== About this exercise ==
The answer must be every line of the records below that contains the word "salad".

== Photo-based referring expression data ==
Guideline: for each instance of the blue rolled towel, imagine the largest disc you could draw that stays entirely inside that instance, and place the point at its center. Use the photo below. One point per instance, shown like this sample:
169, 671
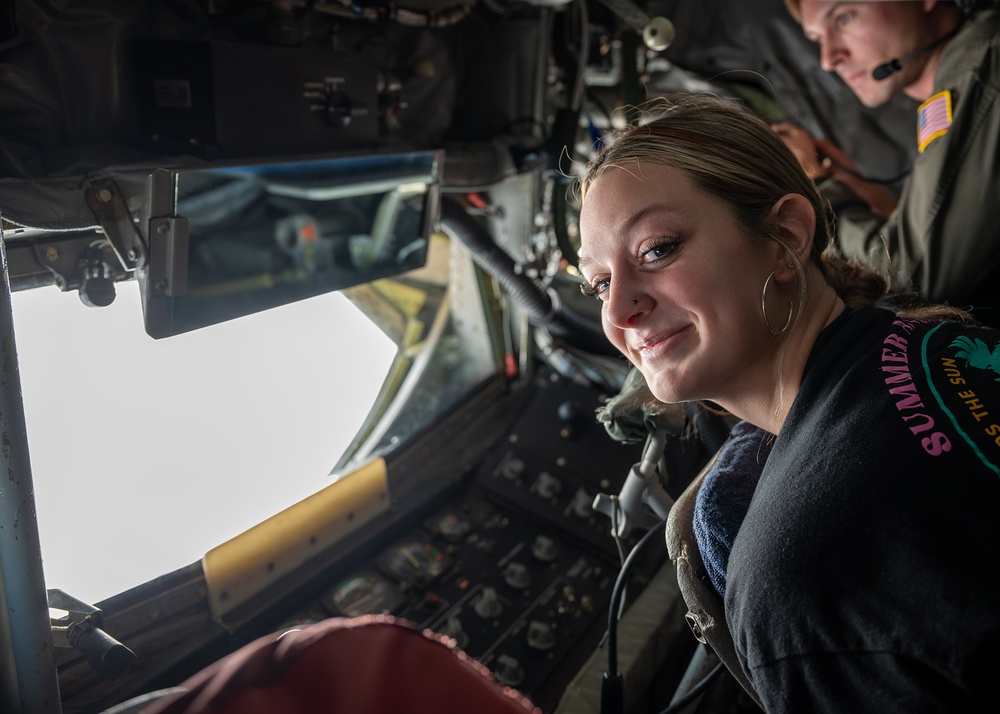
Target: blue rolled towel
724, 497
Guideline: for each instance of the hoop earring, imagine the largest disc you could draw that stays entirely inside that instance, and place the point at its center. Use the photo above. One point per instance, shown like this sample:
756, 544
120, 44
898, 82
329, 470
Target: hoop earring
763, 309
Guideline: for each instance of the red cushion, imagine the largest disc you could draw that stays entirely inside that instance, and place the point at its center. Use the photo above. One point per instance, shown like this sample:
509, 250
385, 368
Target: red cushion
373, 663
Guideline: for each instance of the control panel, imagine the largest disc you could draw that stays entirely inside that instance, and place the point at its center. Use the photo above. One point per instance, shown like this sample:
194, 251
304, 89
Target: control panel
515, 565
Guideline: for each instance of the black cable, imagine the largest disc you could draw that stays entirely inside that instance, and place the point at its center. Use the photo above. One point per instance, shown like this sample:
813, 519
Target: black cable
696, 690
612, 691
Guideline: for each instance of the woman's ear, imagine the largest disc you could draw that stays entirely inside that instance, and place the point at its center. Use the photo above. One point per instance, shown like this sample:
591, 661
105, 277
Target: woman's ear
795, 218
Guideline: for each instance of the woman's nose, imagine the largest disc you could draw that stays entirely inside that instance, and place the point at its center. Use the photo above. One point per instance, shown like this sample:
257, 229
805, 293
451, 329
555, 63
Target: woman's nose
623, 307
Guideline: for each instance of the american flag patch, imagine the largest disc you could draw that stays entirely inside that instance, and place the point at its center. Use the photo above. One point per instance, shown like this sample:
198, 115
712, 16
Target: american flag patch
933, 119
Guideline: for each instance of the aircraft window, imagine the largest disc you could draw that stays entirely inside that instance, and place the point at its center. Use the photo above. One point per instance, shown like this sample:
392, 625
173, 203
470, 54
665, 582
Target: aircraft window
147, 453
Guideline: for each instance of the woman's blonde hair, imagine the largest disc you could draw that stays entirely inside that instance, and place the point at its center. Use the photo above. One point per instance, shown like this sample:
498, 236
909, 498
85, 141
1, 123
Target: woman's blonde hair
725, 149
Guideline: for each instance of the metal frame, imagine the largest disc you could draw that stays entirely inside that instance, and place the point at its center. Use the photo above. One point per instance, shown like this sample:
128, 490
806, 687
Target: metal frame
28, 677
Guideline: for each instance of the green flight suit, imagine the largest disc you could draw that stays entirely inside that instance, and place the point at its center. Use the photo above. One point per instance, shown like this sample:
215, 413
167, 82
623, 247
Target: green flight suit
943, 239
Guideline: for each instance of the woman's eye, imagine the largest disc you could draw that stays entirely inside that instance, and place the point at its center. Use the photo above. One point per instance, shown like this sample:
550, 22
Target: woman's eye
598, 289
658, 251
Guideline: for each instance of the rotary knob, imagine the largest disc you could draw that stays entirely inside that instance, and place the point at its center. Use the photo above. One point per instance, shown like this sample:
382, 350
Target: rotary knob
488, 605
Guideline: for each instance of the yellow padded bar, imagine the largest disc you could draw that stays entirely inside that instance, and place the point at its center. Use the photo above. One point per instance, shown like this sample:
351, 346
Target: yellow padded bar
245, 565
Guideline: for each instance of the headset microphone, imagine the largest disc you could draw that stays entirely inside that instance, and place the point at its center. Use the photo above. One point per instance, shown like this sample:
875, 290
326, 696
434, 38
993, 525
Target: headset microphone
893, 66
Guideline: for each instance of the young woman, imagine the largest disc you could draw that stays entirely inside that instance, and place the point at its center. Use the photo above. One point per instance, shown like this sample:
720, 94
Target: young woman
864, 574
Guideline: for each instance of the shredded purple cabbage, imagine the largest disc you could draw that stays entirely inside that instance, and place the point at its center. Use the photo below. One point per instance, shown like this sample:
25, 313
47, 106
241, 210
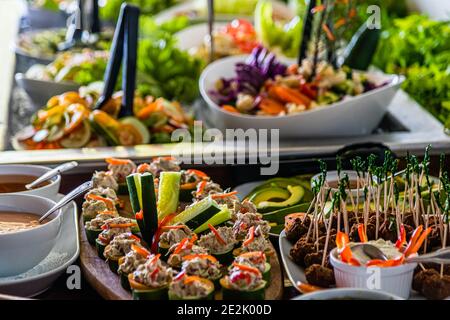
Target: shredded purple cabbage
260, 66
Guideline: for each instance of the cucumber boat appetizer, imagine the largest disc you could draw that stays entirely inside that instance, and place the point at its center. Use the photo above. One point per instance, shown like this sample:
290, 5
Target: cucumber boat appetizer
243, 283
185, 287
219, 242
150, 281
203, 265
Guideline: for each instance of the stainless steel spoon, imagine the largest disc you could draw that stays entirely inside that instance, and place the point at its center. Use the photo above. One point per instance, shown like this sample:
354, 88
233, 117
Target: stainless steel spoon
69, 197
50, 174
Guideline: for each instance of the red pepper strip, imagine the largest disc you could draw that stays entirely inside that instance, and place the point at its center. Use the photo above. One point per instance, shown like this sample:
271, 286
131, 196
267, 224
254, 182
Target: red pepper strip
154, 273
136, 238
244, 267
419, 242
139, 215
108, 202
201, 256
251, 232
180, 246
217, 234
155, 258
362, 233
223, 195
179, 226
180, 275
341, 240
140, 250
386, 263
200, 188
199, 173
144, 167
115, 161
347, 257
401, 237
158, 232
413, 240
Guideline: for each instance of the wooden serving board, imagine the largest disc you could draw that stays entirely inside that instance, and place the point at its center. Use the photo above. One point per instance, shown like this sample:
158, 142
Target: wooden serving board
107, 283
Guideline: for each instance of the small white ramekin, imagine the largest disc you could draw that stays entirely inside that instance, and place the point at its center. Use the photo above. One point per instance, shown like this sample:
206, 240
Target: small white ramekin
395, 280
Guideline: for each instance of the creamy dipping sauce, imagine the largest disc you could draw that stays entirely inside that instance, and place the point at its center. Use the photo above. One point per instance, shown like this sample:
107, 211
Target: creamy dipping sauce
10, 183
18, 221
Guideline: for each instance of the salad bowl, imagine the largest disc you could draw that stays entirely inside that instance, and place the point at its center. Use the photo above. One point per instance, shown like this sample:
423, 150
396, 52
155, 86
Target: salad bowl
---
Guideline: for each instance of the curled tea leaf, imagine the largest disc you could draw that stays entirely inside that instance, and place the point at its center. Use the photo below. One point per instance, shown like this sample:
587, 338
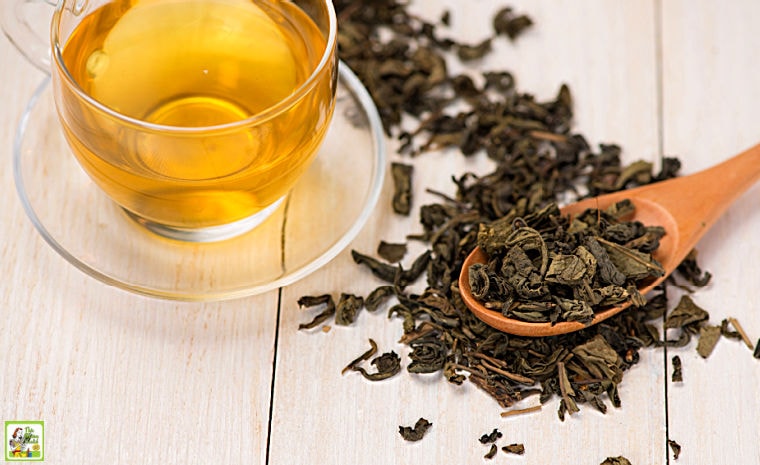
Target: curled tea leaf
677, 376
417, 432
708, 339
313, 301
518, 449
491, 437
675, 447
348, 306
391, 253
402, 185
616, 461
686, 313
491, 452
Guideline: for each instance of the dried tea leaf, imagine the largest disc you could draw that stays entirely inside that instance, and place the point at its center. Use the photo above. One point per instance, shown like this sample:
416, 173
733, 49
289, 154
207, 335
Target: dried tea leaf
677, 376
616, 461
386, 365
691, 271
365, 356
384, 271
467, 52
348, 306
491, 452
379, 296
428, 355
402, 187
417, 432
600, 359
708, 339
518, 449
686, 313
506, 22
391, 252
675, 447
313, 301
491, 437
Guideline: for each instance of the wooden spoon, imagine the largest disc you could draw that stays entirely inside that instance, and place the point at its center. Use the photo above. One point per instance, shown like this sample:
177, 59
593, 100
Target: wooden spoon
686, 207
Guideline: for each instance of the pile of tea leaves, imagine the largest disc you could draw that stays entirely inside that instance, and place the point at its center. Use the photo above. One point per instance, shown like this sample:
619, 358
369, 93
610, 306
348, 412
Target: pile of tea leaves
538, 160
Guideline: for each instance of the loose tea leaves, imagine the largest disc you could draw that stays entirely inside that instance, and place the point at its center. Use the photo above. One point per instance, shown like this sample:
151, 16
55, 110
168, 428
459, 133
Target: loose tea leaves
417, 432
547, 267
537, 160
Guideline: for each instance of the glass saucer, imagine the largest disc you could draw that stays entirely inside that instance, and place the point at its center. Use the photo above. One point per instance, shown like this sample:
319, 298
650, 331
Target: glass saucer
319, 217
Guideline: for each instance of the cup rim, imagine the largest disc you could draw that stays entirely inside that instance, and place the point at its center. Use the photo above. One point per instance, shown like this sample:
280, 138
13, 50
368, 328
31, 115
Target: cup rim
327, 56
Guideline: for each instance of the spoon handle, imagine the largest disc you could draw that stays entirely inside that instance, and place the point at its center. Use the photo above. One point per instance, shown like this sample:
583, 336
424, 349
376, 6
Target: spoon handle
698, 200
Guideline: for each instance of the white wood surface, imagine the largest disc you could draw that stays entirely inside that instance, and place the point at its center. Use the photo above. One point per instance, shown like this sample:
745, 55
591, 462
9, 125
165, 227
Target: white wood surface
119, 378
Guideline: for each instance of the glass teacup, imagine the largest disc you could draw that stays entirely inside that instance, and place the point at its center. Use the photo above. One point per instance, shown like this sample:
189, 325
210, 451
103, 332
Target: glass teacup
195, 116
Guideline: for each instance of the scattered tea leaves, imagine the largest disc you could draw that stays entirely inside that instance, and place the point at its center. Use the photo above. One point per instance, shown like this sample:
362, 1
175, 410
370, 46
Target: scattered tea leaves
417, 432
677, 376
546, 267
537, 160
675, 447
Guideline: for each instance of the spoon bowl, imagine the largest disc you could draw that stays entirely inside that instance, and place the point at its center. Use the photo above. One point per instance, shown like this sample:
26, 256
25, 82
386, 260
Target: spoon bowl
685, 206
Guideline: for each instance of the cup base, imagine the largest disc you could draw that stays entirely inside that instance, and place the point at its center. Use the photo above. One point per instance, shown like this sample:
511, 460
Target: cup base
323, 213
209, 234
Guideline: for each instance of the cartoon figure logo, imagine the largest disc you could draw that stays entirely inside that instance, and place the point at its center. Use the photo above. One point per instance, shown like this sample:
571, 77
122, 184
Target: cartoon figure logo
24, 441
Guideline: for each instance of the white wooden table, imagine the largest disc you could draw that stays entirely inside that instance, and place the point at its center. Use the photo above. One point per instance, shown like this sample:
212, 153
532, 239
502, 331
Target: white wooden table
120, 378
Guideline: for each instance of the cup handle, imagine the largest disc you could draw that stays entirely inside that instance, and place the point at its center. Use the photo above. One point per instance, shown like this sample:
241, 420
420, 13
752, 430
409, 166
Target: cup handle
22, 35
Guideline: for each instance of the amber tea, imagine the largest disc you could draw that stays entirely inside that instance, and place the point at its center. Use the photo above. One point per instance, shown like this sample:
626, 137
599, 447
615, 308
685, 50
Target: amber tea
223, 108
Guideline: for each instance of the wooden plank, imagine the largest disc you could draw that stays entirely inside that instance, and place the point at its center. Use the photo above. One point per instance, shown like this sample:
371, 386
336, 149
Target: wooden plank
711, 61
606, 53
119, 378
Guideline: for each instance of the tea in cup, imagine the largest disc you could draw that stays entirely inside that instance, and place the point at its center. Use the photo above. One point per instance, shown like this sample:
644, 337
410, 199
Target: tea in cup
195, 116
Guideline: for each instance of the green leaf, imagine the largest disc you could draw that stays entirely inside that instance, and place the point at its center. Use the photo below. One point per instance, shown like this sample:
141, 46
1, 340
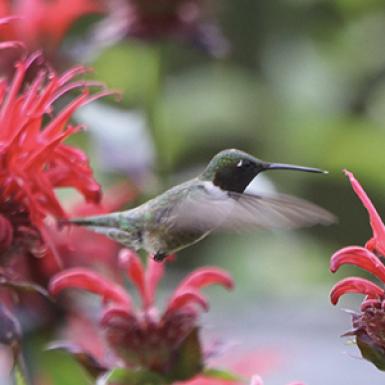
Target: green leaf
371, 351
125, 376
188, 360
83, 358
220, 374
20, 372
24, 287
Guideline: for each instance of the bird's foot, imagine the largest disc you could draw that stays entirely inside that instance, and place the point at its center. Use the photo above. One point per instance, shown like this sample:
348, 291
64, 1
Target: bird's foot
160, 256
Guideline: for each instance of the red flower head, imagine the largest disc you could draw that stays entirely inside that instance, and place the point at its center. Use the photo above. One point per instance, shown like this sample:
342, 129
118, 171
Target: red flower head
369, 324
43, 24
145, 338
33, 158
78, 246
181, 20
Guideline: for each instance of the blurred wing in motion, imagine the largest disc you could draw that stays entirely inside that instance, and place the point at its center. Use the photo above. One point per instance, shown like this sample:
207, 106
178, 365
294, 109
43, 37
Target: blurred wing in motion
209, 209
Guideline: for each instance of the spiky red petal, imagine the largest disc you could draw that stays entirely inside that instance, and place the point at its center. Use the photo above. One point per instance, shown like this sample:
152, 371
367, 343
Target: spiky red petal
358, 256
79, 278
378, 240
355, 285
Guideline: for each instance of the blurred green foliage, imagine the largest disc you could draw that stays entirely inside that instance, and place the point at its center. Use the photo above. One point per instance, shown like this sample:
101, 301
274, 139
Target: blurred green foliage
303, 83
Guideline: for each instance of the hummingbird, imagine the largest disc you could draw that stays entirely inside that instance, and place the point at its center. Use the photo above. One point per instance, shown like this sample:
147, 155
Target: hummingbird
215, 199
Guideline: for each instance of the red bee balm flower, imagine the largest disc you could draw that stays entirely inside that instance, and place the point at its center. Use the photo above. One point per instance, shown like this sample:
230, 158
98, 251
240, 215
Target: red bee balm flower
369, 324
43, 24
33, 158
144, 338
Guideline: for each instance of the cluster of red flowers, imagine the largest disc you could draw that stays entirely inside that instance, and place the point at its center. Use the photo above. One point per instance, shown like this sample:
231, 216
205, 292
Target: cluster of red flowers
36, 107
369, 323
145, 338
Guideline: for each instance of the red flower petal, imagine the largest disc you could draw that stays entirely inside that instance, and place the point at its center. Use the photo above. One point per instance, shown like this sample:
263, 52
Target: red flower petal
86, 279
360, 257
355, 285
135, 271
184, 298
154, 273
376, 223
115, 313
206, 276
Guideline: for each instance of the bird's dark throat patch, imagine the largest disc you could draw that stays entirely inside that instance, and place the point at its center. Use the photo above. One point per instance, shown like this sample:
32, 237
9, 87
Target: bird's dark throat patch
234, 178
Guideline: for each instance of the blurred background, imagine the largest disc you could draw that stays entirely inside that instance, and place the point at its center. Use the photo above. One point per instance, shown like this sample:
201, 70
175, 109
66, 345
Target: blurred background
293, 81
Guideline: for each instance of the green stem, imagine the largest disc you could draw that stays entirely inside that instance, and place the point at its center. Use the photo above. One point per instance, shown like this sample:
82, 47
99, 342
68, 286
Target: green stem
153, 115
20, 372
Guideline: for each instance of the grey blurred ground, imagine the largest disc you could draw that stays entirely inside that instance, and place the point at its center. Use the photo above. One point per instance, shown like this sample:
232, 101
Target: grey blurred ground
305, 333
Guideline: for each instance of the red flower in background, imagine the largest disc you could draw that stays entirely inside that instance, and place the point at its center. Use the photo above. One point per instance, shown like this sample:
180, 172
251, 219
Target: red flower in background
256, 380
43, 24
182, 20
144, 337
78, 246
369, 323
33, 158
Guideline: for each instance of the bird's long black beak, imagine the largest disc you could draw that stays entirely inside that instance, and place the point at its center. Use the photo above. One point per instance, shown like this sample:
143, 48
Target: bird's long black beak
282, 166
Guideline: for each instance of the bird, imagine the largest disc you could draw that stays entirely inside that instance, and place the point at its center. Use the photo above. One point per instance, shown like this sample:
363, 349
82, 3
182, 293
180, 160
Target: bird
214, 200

== Written solution ==
Guideline: for each instance of the salad bowl, imagine the largest disc you could draw that stays entirely inside that instance, and place the point at its center. Use the photo above. One point per instance, shown like this sample:
Target: salad bowl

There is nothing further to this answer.